DO THIS: Reproduce every line of the records below verbatim, in their original order.

DATA FOR THE TASK:
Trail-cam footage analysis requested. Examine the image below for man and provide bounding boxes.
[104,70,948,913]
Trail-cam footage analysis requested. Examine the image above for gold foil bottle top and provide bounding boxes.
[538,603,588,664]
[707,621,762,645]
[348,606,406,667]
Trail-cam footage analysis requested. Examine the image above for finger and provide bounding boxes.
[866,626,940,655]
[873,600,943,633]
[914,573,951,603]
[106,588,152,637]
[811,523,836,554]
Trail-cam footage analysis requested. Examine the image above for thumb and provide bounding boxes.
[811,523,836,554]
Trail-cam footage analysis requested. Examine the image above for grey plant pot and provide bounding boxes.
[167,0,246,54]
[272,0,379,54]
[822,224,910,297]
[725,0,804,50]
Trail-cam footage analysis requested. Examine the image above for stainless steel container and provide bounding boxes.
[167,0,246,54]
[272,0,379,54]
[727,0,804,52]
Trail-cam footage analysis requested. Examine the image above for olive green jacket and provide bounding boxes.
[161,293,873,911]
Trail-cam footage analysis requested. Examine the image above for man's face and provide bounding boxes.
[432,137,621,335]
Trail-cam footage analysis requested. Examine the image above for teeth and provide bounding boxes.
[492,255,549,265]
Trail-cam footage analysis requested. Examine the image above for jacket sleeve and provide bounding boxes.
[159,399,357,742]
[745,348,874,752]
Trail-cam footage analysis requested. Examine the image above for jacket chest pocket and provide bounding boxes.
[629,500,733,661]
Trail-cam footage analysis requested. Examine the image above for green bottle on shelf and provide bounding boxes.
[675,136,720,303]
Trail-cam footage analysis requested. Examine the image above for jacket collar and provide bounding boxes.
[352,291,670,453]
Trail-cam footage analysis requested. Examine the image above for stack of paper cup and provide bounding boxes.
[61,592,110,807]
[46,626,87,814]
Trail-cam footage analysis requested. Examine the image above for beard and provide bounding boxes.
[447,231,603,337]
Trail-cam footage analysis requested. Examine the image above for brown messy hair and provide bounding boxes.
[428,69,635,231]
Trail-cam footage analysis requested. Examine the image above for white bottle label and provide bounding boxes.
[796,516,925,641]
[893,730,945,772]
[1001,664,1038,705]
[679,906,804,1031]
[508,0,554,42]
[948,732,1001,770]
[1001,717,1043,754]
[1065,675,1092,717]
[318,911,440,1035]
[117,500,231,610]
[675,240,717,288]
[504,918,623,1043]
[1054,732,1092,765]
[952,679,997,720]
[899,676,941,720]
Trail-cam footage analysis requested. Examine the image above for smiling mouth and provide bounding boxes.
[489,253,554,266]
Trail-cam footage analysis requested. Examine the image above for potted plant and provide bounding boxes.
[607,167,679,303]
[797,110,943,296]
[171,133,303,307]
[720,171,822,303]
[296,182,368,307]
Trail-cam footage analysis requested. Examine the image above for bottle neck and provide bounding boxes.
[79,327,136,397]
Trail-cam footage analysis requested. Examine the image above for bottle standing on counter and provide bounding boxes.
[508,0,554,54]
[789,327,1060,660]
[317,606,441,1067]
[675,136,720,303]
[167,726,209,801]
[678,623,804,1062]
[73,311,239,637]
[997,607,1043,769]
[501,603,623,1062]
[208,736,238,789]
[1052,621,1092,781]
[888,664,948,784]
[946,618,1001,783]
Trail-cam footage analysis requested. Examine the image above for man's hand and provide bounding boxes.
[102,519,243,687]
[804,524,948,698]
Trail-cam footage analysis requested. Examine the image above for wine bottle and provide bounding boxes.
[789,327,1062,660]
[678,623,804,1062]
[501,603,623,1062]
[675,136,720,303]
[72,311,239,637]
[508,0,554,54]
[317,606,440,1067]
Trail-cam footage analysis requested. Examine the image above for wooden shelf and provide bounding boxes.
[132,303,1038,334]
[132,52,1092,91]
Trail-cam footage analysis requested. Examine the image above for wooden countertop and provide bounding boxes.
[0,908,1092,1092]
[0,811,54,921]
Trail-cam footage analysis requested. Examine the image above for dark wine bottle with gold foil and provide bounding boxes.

TASK OUTPUT:
Trail-cam footage analysis requested. Examine the image below for man and provide bounding boxes.
[104,70,948,913]
Trail-cam footage analysis requested. Examine the image above for gold foil bottle top and provide bounding boxes.
[538,603,588,664]
[707,621,762,645]
[348,606,406,667]
Trail-cam footage analysis requested. Examine the image above for finger and provide bounding boxes.
[866,626,940,655]
[873,600,943,633]
[914,573,951,603]
[106,588,152,637]
[811,523,836,554]
Trail-cam footage analysis requested. Examine the image above for thumb and provide bounding boxes.
[811,523,836,554]
Trail-cam footage analysis requested. Examine the image above for grey plant pot and provide bounding boxes.
[167,0,246,54]
[272,0,379,54]
[822,224,910,297]
[725,0,804,50]
Trail-cam footage analysis requested. Examine the image above for stainless steel container and provide bounding boxes.
[167,0,246,54]
[272,0,379,54]
[727,0,804,52]
Trail-cam footage analysis requested. Examine the image above for olive green jacket and provide bounding boxes.
[161,293,873,911]
Trail-cam footage analysis requested. Examine the image above for man's face and provide bounding boxes.
[432,137,621,335]
Trail-cam footage analysis requested. Examine the image above for teeth and provide bounding boxes.
[492,255,549,265]
Trail-cam footage analysis requested. Examine the image above for jacket sleeve and provide bounding boxes.
[159,399,357,742]
[745,348,874,752]
Trail-cam footage analysis requested. Examine the image above for jacket chest pocket and provide bounding boxes.
[629,500,733,661]
Trail-cam footage analysis requested. Examine the image above for green bottle on shelf and provide bounding boxes.
[675,136,720,303]
Trail-cam footage analysis requested. Examine the image above for jacket collar and provide bounding boxes.
[352,291,670,453]
Trail-cam footage analysis requested. Examine the image above for stack of paper cup and provide bounding boxes.
[61,592,110,807]
[46,626,87,814]
Trail-cam footage analysis requested. Examine the image above for beard and provide bounding boxes.
[447,231,603,337]
Trail-cam footage analysis requested. Examine the image above for brown messy hair and provide bounding boxes.
[428,69,635,231]
Trail-cam footage analysis requested. Examine the image above for white bottle label and provide bounding boxes.
[796,516,925,641]
[893,730,945,772]
[1001,664,1038,705]
[679,906,804,1031]
[508,0,554,42]
[948,732,1001,770]
[1001,717,1043,754]
[1065,675,1092,717]
[318,911,440,1035]
[117,500,231,610]
[675,240,717,288]
[504,918,623,1043]
[1054,732,1092,765]
[952,679,997,720]
[899,676,941,720]
Trail-cam footage analysis requested. Examine the image above for smiling mouth and provide bounding boxes.
[489,253,554,266]
Trail-cam footage analysis requested. Examine the image above for potted plant and provide bounding boxes.
[607,167,679,303]
[797,110,943,296]
[171,133,303,307]
[720,171,822,303]
[296,182,368,307]
Trail-cam footage analysis requested. Examine the image above for bottle neck and provide bounding boxes.
[79,327,136,397]
Trail-cam footage analysis requested. Examine the image above for bottle standing on counter and provide bounding boxes.
[508,0,554,54]
[789,327,1060,660]
[317,606,441,1067]
[675,136,720,303]
[167,726,209,801]
[678,623,804,1062]
[73,311,239,637]
[997,607,1043,769]
[501,603,623,1062]
[208,736,238,789]
[1052,621,1092,781]
[888,664,948,784]
[946,618,1001,783]
Trail-cam footage analysis requested. Examine the image above for man's hand and provide bounding boxes.
[102,519,243,687]
[804,524,948,698]
Trail-cam footage analysis requested. Examine the image above for wine bottle and provide bounding boxes.
[789,327,1062,660]
[678,623,804,1062]
[501,603,623,1062]
[675,136,720,303]
[72,311,239,637]
[508,0,554,54]
[317,606,440,1067]
Trail-cam footage analysis requested. Examine the image above for wooden shelf and provide bounding boxes.
[132,303,1038,334]
[132,52,1092,91]
Trail-cam footage analysis requested. Examine the image above for wooden countertop and provide bounding boxes.
[0,908,1092,1092]
[0,811,54,921]
Trail-cam footage analysis requested. Examine the image above for dark wine bottle with gold foil and provide bounding boxes.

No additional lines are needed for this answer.